**TASK TO COMPLETE:**
Among the entries below, please repeat exactly and only the lines from the line containing "box: [76, 54, 138, 102]" to the line containing "positive clicks: (133, 154) (132, 156)", both lines included.

**RECORD SET:**
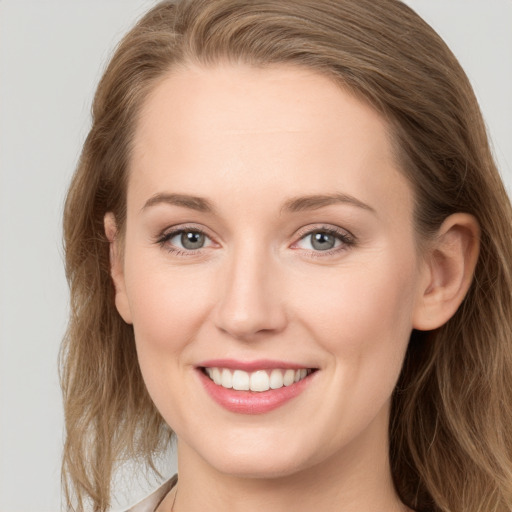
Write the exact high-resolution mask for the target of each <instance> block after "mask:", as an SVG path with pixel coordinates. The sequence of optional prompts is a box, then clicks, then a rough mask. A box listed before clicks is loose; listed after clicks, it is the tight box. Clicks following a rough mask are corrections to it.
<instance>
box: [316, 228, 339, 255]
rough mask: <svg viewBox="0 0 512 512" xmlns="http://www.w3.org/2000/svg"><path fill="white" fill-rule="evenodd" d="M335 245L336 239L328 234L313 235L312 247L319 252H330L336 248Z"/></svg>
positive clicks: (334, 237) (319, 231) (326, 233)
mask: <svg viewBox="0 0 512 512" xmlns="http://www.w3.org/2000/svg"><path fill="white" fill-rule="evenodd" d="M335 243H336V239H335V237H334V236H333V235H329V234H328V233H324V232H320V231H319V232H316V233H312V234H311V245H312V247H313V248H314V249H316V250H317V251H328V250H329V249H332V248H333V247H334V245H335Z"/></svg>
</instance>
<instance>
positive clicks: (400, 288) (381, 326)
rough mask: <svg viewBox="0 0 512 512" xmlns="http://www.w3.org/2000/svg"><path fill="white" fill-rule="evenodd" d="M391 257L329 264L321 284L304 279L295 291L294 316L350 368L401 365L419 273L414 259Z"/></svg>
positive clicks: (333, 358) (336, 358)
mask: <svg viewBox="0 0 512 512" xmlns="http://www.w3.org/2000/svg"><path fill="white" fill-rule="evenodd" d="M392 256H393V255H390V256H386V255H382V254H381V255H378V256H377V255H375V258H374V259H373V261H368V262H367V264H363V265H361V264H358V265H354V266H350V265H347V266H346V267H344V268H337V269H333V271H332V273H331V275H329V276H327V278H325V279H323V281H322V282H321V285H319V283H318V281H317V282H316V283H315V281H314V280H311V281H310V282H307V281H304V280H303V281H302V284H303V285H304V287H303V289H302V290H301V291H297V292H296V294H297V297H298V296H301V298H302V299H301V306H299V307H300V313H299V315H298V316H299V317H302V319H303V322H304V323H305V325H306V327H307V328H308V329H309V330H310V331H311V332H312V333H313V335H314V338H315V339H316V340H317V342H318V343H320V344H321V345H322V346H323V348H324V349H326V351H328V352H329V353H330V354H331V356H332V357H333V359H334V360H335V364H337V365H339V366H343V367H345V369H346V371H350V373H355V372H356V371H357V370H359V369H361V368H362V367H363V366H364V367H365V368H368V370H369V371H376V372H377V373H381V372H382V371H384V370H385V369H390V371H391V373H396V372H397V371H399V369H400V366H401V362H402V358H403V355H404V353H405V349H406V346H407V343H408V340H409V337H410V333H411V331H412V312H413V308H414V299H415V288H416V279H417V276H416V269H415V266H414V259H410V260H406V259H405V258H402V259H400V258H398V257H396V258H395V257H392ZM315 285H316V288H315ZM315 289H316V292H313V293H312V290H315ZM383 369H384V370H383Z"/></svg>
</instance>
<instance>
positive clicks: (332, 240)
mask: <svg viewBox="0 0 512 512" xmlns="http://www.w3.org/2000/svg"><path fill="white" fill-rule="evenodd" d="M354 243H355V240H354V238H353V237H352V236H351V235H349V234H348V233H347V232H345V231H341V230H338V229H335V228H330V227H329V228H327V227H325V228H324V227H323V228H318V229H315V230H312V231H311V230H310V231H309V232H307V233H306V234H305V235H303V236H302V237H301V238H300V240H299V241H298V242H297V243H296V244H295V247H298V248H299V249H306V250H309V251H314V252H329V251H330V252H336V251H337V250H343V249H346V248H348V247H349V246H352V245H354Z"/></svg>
==
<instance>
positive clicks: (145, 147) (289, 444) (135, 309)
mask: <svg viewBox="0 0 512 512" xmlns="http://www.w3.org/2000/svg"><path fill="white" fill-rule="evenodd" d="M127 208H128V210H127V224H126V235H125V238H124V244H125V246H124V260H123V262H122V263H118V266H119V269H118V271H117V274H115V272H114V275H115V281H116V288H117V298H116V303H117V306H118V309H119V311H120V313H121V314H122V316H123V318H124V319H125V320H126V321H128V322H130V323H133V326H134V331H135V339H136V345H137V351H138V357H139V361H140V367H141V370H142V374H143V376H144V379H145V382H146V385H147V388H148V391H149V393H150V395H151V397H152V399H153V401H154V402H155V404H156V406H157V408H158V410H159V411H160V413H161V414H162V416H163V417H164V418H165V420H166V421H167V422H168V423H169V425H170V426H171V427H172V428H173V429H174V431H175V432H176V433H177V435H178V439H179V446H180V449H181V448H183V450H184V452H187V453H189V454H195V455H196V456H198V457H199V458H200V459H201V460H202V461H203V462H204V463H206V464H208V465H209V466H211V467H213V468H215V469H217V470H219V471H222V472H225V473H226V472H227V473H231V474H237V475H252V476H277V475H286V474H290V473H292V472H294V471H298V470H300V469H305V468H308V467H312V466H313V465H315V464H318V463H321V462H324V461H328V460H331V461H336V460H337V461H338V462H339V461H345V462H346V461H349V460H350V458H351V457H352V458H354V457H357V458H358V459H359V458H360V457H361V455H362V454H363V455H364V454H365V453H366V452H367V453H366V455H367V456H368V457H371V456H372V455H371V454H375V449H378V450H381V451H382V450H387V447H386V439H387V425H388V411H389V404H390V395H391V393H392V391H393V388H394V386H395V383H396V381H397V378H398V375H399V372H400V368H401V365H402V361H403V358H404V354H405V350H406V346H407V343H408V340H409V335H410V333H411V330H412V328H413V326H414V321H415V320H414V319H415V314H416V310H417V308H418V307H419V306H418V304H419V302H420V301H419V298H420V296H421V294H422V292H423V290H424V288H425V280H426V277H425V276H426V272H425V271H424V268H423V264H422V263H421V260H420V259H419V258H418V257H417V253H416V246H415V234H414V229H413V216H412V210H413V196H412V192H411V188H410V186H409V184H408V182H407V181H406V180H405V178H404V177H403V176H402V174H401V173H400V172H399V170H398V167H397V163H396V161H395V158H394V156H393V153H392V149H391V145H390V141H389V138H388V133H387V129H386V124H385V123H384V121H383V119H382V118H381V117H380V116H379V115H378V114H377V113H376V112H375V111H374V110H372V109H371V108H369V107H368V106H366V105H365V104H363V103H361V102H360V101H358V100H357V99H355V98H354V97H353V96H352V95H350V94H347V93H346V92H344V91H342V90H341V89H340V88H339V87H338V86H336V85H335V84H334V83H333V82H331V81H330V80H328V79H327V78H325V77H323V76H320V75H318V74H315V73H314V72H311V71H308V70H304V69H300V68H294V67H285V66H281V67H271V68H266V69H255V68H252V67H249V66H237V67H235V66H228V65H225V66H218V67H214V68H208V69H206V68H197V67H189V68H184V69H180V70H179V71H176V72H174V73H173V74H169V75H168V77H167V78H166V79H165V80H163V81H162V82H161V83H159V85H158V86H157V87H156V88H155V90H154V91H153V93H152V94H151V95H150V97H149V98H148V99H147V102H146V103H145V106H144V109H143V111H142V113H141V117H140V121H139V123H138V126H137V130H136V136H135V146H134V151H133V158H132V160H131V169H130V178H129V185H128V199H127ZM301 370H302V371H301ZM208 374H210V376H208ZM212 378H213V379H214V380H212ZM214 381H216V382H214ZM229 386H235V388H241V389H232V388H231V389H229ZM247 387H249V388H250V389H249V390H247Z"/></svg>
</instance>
---
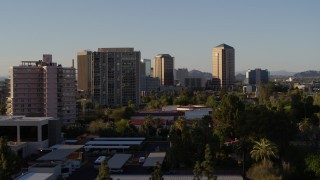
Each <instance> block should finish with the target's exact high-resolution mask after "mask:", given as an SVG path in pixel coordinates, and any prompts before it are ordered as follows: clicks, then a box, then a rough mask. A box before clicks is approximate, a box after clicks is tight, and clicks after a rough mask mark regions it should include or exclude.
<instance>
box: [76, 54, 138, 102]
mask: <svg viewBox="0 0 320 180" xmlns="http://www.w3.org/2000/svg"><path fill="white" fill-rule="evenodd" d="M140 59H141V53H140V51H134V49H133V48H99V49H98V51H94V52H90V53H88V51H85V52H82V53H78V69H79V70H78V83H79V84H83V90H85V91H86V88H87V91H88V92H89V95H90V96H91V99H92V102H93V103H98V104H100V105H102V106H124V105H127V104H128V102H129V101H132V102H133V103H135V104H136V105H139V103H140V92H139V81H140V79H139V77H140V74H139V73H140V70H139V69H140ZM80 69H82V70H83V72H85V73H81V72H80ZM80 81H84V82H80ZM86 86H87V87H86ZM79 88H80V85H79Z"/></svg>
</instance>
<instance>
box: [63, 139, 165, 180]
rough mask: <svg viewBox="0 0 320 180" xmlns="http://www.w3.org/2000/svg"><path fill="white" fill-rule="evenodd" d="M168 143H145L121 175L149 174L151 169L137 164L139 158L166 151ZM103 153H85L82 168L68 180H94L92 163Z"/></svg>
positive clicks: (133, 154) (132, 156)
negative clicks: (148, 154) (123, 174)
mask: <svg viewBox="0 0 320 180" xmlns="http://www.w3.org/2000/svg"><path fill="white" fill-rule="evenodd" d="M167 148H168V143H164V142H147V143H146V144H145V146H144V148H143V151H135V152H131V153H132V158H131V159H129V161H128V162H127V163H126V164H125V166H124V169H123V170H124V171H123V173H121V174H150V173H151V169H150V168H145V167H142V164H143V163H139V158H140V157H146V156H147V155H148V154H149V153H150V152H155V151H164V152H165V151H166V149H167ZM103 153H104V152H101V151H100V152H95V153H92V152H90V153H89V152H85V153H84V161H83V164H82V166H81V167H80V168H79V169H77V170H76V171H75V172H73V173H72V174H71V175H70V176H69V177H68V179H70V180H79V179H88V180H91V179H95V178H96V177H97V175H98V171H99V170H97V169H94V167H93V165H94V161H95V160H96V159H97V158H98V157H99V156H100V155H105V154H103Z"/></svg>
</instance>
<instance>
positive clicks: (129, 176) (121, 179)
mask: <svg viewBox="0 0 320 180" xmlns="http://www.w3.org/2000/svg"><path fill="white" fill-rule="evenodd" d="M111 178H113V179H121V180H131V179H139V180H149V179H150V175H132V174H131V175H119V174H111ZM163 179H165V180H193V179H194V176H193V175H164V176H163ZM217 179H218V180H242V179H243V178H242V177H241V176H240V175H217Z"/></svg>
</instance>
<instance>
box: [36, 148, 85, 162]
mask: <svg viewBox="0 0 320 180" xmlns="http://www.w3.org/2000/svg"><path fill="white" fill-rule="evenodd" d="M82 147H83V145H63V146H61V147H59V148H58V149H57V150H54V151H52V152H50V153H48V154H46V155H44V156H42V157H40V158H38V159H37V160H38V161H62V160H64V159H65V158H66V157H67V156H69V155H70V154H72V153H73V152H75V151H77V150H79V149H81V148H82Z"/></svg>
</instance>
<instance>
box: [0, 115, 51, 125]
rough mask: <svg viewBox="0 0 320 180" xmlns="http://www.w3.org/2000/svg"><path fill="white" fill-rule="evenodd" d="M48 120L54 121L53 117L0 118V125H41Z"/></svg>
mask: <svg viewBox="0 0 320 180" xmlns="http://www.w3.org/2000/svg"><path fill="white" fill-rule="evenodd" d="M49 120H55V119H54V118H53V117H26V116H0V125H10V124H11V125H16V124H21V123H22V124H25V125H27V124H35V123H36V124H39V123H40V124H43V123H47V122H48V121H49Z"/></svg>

**COMPLETED EXERCISE:**
box: [76, 54, 138, 102]
mask: <svg viewBox="0 0 320 180" xmlns="http://www.w3.org/2000/svg"><path fill="white" fill-rule="evenodd" d="M140 59H141V53H140V51H134V49H133V48H99V49H98V51H94V52H90V53H88V51H85V52H82V53H78V69H79V70H78V83H79V84H83V90H85V91H86V88H87V91H88V92H89V95H90V96H91V99H92V102H93V103H98V104H100V105H102V106H124V105H127V104H128V102H129V101H132V102H133V103H135V104H136V105H139V103H140V92H139V81H140V79H139V77H140V74H139V73H140V70H139V69H140ZM80 69H82V70H83V72H85V73H81V72H80ZM80 81H84V82H80ZM86 86H87V87H86ZM79 88H80V85H79Z"/></svg>
</instance>
<instance>
box: [63, 139, 165, 180]
rough mask: <svg viewBox="0 0 320 180" xmlns="http://www.w3.org/2000/svg"><path fill="white" fill-rule="evenodd" d="M168 143H145L121 175L149 174L151 169L137 164L139 158L166 151ZM103 153H85L82 168L68 180H94L92 163Z"/></svg>
positive clicks: (133, 154) (132, 156)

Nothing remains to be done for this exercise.